I could relate many more incidents of our dealings with the Indians but we followed Pres. Young's advise to be good to them, feed them and not fight them. An Indian never forgets a kindness and he never forgets a wrong. They are truthful. If they say they will do a thing, they will do it. I remember my husband asked one of them if he had seen his oxen. He told him if he would get them for him he would pay him. The next morning it rained hard but he was there with the oxen. Although it was storming hard he had kept his word. He said he had told him he would bring them so he did.

My husband was driving cattle one day and some of them ran in the brush. He went after them and he saw a man's vest, part of a leg and an arm. The vest had a watch in the pocket. He came to camp and notified Cap. Hunt and Gilbert Spencer. They got on their horses and went with him to the place. It looked like a man had sat down to rest and gone to sleep and had been killed and eaten by wolves. His name was Bro. Stone. He must have been making for our camp, as he had a sister and her daughter living there, that he used to stay with very often. My husband gave the watch to his sister, Janet. She later moved to Spanish Fork. Her daughter's name was Anna. She married Bishop Wells of Spanish Fork.

Once when the boys were coming in to spend the 24th of July, we heard there were eight Indians in Dog Valley that were very hostile. I was very much frightened for I knew that my two boys, Richard and George, and their friend Tom Carter would surely meet them if they came that way. All we could do was to pray for the Lord to protect them. It came nine o'clock at night and they hadn't reached home. We were very much worried, when we heard the boys singing. I asked them if they had seen any Indians in Dog Valley. Richard said they did not come that way for a voice seemed to say to take the road through Spring Canyon. I knew that was an answer to our prayers. The Lord had protected them.

One might wonder what my husband used to fix his shoes with. He had to work to make everything himself. There was a tannery, where he would buy the leather paying for it by trading wheat, corn or potatoes. For the pegs, he would get maple and saw it in different sizes, butting them with his knife. For the wax he would boil tar and put grease in it. For the shoe thread, some of the sisters would spin the cotton and grease it with the wax. For soles we used skins. We took salaterous from the top of the ground, cleaned it and used it (soda) for cooking.

To make whitewash we would get a rock of plaster paris, bury it in hot ashes, make a fire and burn it until it crumbled. Our salt we would get out of a cave. We had to boil it to get it clean. We used to make our starch out of potatoes. To grate the potatoes we would use a piece of tin with holes punched in it. We made enough in the spring to last a year.

For fruit we gathered ground cherries, sarvice berries, choke cherries, and wild currants. When the men went to work, they would take a sack to get their pay. It would be corn, potatoes, grain, flour, squash, or anything we could get.

My husband was a teacher in the first Sunday School in Nephi. I think it was in the year 1862.

Thirteen children were born to us: ten sons and three daughters. Two died in infancy and one little son two years old. The rest lived to manhood and womanhood.

We lived in Nephi twenty-two years, then moved to Leamington. One January 4th, 1892, our eldest son died with pneumonia. He was 21 years and 3 months.

......

Written request 1: Decide whether each statement agrees with the memoir excerpt. Answer yes or no and quote the words that settle it. (a) The wax for shoe thread was made by boiling tar and adding grease. (b) Starch was made from corn. (c) The family spent twenty years in Nephi before moving to Leamington.
Written request 2: According to the memoir excerpt, where did the family get their salt?

Information supplied:
......

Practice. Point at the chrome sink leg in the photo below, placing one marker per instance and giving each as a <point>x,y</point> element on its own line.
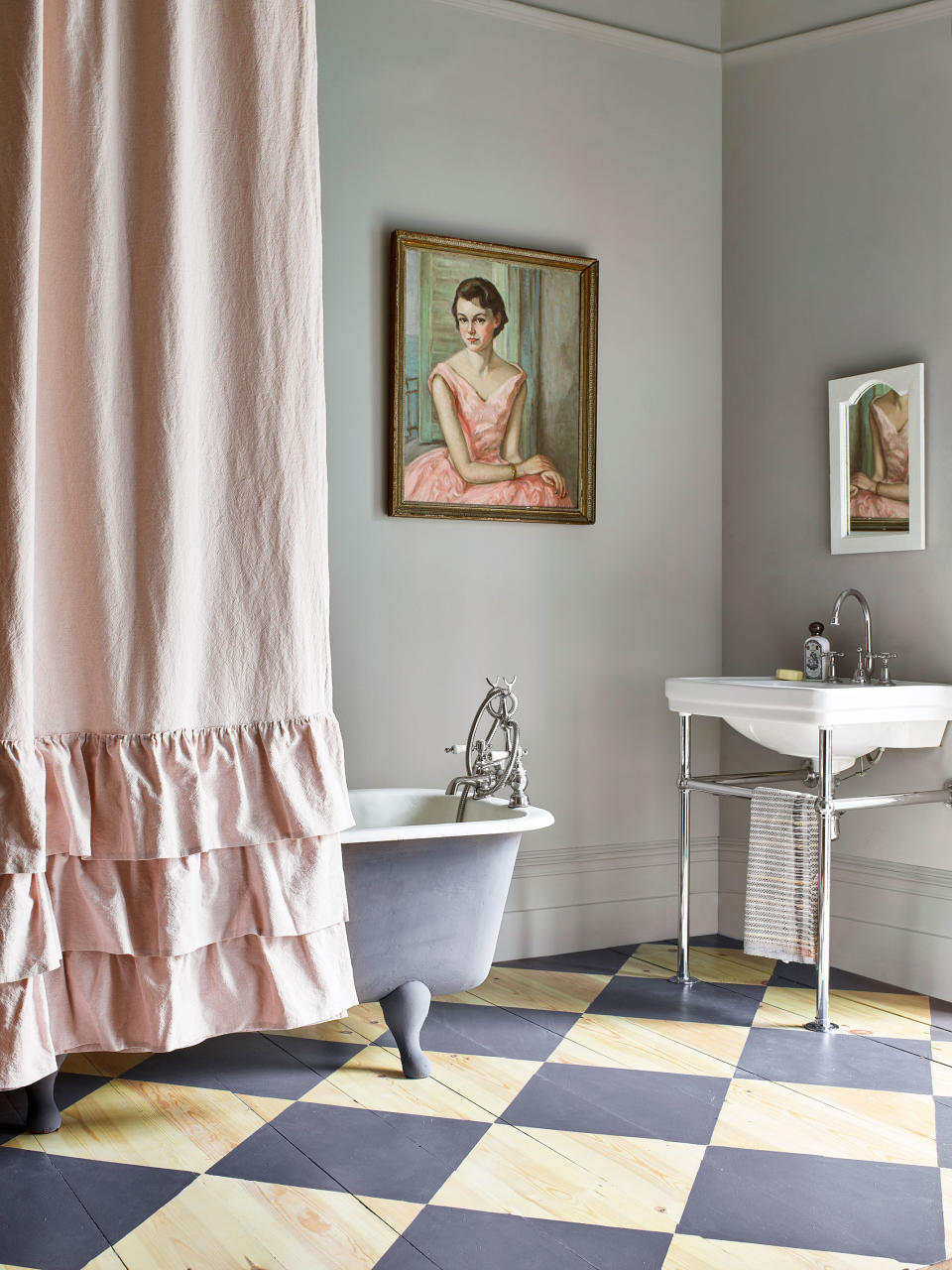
<point>824,806</point>
<point>683,975</point>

......

Answer 1:
(a) Yes: "For the wax he would boil tar and put grease in it."
(b) No: "We used to make our starch out of potatoes."
(c) No: "We lived in Nephi twenty-two years, then moved to Leamington."

Answer 2: They got it out of a cave and had to boil it to get it clean.